PROBLEM STATEMENT:
How many lines in the records below contain the string "clicks"? Reply with the number alone.

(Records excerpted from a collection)
════
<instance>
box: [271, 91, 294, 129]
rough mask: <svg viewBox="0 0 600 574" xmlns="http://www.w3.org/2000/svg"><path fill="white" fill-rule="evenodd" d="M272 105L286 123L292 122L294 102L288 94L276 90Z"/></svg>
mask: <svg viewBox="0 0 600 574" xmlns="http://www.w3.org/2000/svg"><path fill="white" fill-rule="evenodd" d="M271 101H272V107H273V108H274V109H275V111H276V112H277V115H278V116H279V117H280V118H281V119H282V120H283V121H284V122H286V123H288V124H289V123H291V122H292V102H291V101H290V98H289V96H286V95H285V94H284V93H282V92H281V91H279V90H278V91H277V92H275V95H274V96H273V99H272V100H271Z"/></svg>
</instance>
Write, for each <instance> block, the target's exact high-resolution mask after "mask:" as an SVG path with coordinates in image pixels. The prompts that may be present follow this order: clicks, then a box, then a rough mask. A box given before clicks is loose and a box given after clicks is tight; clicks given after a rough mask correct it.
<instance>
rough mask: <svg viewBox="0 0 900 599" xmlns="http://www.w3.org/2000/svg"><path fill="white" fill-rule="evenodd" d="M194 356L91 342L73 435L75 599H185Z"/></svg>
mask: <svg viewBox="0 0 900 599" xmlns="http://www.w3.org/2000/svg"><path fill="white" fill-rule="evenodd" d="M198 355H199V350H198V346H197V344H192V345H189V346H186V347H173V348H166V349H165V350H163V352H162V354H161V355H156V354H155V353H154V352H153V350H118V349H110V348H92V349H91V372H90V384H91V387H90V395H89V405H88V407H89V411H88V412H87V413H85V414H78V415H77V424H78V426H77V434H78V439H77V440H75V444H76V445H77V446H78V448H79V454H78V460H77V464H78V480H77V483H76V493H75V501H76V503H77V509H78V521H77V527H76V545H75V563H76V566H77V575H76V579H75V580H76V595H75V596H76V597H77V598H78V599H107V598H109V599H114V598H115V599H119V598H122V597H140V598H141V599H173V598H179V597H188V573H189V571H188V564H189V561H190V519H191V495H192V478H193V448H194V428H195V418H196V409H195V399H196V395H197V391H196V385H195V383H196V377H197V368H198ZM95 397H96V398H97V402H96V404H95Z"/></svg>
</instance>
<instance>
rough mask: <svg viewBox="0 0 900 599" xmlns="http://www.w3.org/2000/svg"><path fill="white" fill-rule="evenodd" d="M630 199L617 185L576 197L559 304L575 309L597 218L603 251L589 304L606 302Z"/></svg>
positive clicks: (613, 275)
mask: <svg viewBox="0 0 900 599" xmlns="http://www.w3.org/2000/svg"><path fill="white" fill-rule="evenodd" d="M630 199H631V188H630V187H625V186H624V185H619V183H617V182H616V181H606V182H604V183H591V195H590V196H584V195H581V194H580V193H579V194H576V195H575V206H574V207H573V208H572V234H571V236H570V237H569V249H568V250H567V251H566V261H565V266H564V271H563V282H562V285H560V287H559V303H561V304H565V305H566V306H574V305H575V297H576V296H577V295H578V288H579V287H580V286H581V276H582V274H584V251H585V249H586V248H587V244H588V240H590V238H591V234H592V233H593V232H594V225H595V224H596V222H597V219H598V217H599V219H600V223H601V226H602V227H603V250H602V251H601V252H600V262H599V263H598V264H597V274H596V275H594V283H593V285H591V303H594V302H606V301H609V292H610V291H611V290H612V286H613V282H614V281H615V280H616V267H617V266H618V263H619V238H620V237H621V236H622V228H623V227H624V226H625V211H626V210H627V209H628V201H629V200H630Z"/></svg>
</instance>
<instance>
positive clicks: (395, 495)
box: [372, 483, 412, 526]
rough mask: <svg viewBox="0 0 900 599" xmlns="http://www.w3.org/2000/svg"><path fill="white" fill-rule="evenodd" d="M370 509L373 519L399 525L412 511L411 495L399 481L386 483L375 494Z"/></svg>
════
WRITTEN ANSWER:
3